◆ **Task goal**
In the records below, find the line containing "Can you spot the black helmet"; give it again exactly, along with every line that follows, and nothing else.

◆ **Information**
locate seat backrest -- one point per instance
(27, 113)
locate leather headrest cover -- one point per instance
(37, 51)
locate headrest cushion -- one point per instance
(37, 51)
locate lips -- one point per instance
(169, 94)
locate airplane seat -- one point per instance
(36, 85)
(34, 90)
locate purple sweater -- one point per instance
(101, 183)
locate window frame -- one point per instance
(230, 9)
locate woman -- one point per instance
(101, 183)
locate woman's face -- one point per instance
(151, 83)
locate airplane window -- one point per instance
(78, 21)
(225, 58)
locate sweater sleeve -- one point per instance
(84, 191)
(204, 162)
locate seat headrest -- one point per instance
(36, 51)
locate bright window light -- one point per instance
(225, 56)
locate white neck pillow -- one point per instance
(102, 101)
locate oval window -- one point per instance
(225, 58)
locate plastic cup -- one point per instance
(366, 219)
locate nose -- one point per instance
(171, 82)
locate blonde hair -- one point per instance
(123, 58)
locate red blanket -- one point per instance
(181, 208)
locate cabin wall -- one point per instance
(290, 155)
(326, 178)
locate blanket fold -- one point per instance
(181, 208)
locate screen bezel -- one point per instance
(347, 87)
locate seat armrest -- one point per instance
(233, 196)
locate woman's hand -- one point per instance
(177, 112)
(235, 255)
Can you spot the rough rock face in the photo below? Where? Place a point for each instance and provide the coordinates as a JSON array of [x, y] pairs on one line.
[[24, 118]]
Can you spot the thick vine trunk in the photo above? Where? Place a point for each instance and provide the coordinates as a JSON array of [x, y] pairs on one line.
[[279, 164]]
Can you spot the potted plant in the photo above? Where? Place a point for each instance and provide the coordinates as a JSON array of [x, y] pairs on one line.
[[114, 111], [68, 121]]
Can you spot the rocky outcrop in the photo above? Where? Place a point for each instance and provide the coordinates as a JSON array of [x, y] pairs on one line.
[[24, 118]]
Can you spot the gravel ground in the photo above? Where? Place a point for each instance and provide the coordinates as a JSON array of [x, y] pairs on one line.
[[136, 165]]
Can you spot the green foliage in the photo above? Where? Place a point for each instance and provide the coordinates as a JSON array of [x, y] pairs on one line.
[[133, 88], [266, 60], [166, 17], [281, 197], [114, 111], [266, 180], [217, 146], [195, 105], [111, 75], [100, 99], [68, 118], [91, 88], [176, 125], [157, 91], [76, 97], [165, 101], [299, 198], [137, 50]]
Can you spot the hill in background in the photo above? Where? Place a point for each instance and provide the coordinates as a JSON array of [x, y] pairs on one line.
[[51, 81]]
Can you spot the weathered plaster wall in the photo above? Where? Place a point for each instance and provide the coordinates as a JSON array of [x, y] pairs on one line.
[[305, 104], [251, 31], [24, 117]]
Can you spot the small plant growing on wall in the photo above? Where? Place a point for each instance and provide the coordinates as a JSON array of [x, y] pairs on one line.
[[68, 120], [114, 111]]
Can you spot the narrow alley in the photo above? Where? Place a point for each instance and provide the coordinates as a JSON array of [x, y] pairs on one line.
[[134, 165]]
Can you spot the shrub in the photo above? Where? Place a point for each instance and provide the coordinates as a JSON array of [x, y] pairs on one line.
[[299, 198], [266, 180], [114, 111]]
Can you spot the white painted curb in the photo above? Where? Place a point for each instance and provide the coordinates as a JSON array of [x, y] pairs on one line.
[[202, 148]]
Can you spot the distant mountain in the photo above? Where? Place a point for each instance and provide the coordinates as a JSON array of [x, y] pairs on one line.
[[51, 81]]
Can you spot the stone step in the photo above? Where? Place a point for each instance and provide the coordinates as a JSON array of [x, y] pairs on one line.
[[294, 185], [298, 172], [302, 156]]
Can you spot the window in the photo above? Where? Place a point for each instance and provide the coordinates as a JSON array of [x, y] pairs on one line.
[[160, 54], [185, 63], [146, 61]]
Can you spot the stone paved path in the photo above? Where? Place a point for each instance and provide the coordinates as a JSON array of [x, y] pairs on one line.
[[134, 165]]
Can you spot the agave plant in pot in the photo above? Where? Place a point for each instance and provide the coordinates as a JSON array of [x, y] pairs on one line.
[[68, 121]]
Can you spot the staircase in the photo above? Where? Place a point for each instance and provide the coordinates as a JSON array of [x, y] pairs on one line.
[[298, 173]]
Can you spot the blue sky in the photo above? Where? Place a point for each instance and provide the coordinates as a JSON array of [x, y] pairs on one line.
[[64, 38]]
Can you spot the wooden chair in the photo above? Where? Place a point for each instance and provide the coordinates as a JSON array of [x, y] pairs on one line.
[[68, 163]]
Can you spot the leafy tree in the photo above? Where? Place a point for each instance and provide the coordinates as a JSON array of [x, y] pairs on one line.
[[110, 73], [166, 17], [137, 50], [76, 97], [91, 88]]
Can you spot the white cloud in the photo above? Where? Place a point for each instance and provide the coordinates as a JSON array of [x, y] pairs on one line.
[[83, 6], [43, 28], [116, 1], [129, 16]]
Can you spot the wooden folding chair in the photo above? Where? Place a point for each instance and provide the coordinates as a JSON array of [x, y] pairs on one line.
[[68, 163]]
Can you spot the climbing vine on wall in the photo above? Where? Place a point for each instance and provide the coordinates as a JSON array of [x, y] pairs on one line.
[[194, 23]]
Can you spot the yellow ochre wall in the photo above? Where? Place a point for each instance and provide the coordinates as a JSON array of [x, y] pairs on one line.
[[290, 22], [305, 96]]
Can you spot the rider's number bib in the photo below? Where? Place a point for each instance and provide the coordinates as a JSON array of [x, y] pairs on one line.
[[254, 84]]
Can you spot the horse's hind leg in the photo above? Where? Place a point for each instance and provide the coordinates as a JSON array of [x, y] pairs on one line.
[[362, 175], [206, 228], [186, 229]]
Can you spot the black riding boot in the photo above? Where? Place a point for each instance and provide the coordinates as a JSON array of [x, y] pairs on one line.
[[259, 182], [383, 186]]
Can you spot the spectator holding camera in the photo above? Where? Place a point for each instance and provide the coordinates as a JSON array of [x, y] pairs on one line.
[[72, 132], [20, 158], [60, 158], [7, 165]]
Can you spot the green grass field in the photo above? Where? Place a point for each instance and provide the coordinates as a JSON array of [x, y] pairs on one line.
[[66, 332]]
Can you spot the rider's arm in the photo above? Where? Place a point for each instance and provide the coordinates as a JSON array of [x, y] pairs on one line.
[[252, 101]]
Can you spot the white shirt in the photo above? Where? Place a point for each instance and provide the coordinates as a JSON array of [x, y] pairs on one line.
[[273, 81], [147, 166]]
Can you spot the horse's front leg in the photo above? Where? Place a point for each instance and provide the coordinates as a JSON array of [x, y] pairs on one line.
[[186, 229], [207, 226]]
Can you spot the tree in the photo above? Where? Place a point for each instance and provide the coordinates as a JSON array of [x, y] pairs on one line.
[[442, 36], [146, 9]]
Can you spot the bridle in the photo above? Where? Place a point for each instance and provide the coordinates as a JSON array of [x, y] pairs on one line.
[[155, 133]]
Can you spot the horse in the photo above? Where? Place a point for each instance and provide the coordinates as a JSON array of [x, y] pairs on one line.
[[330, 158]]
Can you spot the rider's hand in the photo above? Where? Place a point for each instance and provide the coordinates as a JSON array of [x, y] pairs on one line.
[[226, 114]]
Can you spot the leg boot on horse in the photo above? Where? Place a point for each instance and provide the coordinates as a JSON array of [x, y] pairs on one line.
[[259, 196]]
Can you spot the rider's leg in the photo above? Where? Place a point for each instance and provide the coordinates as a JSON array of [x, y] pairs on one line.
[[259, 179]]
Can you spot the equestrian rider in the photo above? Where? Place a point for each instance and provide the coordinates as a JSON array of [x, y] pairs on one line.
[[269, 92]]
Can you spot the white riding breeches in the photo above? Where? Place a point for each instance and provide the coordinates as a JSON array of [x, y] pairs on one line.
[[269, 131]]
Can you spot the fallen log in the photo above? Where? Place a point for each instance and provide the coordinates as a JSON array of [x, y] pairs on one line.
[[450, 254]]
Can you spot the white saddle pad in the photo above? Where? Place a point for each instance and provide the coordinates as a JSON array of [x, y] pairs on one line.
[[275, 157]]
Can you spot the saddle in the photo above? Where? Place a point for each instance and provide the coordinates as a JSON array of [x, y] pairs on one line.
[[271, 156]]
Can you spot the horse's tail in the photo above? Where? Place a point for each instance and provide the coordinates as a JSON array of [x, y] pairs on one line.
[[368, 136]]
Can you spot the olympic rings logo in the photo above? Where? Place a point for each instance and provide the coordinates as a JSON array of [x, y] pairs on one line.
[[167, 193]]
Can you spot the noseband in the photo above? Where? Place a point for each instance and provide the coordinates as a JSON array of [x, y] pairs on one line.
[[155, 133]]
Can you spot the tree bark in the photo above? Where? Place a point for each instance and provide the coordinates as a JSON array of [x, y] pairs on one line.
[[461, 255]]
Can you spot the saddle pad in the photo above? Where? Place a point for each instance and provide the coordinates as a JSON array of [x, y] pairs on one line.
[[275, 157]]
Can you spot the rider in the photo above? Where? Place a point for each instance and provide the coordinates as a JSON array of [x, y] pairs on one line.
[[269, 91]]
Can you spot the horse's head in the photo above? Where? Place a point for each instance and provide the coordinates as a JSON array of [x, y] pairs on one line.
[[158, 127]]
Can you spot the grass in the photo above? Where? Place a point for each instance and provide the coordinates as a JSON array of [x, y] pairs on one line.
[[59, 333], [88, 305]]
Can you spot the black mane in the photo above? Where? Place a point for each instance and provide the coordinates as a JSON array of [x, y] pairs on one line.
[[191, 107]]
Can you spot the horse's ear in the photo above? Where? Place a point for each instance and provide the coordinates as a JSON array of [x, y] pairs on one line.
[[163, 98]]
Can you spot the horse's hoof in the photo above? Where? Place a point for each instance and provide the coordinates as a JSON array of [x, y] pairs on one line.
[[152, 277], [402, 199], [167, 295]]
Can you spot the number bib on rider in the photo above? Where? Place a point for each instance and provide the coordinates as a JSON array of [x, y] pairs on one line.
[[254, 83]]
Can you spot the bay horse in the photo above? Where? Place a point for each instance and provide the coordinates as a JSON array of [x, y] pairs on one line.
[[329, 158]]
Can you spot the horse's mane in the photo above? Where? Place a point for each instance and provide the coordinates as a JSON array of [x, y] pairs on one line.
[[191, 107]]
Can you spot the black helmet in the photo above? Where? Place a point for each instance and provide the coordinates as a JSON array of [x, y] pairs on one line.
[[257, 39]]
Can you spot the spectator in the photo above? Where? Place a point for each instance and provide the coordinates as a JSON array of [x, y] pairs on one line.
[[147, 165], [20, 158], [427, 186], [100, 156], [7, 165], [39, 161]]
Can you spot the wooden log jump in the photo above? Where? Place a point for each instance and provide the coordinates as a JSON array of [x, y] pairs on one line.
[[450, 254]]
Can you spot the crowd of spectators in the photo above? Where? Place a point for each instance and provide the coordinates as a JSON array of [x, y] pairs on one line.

◆ **Answer to this exercise**
Can you spot the black helmet in the photo above? Where? Place a point for each instance and provide the coordinates as a JSON array of [x, y] pairs on one line.
[[257, 39]]
Can you spot the spectator in the photo above? Where? Place a point for each instance and provide the coordinates as a JSON array of [x, y] pairs on one line.
[[147, 165], [20, 158], [427, 186], [100, 156], [7, 165], [39, 161]]
Can you spot the wooden log jump in the photo above? Where? Place a point for each instance and provide the coordinates as a JSON array of [x, y] pairs on one line.
[[450, 254]]
Can you spot the crowd of spectators in the photo above? Where? Place a point for each instance and provide the coordinates as a JSON array of [x, y] pairs on one line.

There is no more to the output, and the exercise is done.